REQUIRED TASK » Which lines in the data below contain the string "dark"? Copy each of them, treating uppercase and lowercase as different.

ENTRIES SUPPLIED »
---------------

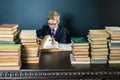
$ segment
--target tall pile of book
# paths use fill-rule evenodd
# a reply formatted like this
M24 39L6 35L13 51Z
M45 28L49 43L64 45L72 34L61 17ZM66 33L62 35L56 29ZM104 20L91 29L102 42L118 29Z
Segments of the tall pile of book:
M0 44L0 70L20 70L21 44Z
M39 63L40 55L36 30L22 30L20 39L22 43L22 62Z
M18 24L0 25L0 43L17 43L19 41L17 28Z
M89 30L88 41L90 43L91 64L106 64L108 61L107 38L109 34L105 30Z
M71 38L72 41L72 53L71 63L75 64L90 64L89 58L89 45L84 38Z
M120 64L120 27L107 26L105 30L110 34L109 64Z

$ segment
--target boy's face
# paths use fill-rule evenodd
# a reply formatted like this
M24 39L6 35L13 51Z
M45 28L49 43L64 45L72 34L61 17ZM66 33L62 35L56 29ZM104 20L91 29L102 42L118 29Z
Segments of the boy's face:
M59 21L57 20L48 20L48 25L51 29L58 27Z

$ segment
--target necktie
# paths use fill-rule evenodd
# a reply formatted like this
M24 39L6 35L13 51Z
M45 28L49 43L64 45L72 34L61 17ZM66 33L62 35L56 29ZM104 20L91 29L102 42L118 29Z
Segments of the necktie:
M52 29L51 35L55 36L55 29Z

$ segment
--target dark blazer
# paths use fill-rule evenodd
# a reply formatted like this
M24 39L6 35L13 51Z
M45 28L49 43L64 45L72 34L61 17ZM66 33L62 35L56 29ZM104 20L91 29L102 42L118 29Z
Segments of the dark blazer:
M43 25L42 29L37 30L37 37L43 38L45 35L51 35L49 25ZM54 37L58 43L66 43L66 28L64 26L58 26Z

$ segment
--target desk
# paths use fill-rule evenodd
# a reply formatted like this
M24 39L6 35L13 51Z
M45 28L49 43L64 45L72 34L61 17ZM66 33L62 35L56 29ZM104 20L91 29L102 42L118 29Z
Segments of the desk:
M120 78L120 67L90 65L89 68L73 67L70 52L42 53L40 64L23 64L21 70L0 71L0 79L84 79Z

---------------

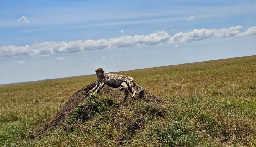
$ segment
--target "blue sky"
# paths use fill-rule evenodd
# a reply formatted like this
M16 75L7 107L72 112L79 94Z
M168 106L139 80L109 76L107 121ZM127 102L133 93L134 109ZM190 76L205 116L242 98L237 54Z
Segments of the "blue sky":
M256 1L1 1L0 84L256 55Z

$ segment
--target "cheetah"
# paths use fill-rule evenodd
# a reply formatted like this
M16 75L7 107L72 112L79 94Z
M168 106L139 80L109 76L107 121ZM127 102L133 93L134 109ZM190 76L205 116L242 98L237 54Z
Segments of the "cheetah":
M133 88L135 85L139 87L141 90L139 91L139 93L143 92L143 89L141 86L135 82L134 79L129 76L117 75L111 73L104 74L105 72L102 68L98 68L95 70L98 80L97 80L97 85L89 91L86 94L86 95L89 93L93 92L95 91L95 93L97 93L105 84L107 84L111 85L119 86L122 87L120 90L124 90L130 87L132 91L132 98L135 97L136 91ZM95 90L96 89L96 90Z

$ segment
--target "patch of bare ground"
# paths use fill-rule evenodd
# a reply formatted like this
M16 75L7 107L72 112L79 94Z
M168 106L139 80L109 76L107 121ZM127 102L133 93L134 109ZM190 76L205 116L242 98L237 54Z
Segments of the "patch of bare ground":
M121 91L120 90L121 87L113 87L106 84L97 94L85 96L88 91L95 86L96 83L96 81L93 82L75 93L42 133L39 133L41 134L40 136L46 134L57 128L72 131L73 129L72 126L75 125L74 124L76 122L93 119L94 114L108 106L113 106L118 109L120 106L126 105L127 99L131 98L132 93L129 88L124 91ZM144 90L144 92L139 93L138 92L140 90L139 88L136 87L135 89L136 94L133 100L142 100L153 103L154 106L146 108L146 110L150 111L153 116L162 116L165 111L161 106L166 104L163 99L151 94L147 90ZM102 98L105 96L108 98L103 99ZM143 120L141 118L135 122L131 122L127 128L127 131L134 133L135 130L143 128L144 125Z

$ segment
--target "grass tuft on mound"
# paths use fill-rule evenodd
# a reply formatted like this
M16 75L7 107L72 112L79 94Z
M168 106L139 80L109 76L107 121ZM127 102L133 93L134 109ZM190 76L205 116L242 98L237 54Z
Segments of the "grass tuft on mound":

---------------

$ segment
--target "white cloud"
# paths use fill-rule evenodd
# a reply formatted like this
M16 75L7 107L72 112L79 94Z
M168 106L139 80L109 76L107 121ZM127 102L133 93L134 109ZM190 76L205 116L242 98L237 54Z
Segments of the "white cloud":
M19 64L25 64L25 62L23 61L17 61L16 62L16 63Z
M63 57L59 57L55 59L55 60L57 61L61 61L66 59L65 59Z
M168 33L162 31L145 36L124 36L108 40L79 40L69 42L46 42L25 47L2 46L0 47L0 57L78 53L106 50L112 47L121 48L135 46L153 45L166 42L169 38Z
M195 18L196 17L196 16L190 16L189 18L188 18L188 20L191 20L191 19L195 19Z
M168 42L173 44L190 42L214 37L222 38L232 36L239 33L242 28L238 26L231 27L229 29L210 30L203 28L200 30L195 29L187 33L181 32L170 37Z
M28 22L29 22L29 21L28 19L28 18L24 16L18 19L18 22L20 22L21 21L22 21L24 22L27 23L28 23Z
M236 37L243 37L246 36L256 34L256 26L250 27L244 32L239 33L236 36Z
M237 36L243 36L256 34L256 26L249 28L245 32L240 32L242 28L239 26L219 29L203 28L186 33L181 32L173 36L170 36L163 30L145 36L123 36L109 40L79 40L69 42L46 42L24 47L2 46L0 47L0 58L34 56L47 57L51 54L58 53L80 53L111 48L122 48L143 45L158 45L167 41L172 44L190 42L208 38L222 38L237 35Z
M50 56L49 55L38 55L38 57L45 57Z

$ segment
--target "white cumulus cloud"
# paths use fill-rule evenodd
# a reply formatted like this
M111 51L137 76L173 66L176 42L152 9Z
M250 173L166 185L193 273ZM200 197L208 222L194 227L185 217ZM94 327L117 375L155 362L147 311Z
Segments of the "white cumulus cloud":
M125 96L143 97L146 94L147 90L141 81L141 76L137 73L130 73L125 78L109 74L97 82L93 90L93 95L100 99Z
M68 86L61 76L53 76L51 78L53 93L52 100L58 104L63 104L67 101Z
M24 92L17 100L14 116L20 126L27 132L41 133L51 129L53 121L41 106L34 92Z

---------------

SOLUTION FOR THIS PROBLEM »
--target dark blazer
Segments of the dark blazer:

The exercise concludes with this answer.